- Short problem:
Lay out the whole listing below as a numbered list, leaving out any blank lines.

- Material for this exercise:
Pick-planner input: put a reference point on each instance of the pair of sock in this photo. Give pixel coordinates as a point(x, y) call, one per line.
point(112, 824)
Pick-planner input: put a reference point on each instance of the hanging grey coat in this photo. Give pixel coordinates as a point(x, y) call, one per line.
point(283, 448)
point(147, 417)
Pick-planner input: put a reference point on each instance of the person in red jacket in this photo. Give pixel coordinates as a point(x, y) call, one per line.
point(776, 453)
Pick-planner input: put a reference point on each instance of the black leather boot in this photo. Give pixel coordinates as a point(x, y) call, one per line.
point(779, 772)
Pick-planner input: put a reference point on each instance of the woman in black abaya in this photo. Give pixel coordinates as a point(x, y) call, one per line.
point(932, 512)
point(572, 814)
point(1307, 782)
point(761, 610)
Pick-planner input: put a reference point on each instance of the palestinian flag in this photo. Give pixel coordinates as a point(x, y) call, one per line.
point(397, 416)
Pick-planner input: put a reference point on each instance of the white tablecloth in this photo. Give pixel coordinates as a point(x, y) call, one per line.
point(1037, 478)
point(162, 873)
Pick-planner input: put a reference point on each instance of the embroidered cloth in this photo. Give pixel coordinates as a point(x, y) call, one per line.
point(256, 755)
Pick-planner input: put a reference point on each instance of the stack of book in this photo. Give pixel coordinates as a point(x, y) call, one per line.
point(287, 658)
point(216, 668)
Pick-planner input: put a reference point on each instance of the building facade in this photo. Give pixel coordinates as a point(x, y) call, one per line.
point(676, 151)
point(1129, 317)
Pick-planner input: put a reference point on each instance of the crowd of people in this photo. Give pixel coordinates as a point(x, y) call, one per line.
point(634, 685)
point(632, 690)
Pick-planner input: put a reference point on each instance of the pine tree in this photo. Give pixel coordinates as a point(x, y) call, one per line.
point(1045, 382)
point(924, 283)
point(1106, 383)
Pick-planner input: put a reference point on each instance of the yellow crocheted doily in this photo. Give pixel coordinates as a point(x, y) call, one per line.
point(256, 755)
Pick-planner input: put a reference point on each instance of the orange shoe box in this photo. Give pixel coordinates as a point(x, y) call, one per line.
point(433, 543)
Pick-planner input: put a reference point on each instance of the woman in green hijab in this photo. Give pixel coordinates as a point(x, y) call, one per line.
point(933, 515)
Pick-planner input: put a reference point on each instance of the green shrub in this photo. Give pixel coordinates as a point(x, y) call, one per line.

- Expected output:
1. Pick-planner input: put a reference point on each instance of the pair of sock in this photo. Give pixel coordinates as a point(x, y) call, one per line.
2. point(112, 824)
3. Pick-planner input: put a reference point on each instance of the hanging grey coat in this photo. Give pixel coordinates as a point(x, y) call, one per line.
4. point(283, 448)
5. point(147, 417)
6. Pick-planner input: put a reference point on each instance of the person in red jacket in this photo. Give pixel coordinates as a point(x, y) call, one per line.
7. point(776, 453)
8. Pick-planner input: put a reference point on each instance of the black leather boot in this photo. Give pixel coordinates as a point(x, y) call, one per line.
9. point(779, 772)
10. Pick-planner input: put a reference point on each instance of the woman in black abaya in this photo. Give pixel coordinates as a point(x, y) call, one per line.
11. point(932, 512)
12. point(572, 814)
13. point(1307, 782)
14. point(761, 610)
15. Pick-planner input: put a reference point on each instance of the palestinian flag in this photo. Give pixel coordinates as a point(x, y) call, one per line.
16. point(397, 416)
17. Pick-planner input: put a reference point on each instance of the white tablecloth in this photo. Give pixel coordinates as a point(x, y) call, one per line.
18. point(1037, 478)
19. point(162, 873)
20. Pick-planner input: put a reference point on each instance of the embroidered cloth in this photo. Give pixel coordinates as a point(x, y) call, one per line.
21. point(256, 755)
22. Pick-planner input: put a reference point on each instance of the stack of book in this photo. Give pixel coordinates as a point(x, y) call, one per line.
23. point(287, 658)
24. point(216, 668)
25. Pick-planner input: put a reference point on each instance of the building facade in this photo. Give pixel coordinates as a point(x, y) call, one per line.
26. point(676, 151)
27. point(1129, 317)
28. Pick-planner input: put a reference point on each instance of the crowd of people in this photo. Give pixel coordinates as a point(x, y) call, one per line.
29. point(634, 685)
30. point(632, 690)
31. Pick-planner input: put a reference point on each instance of the pine tree in this photo. Give pixel coordinates as a point(x, y) call, one per line.
32. point(1045, 382)
33. point(924, 283)
34. point(1106, 383)
35. Pick-planner input: put a reference point on each instance of the yellow crocheted doily in this photo. Give pixel coordinates as a point(x, y) call, one per line.
36. point(256, 755)
37. Pick-planner input: put a reference point on each instance of the orange shoe box in this photo. Give pixel coordinates as a point(x, y) call, one per line.
38. point(433, 543)
39. Pick-planner input: put a reference point on each instance of the woman in green hijab in this photo. Give pixel coordinates as a point(x, y) call, one per line.
40. point(933, 515)
41. Pick-planner input: put a reference point on each instance of the green shrub in this photo. Give pixel coordinates as a point(x, y) call, one per line.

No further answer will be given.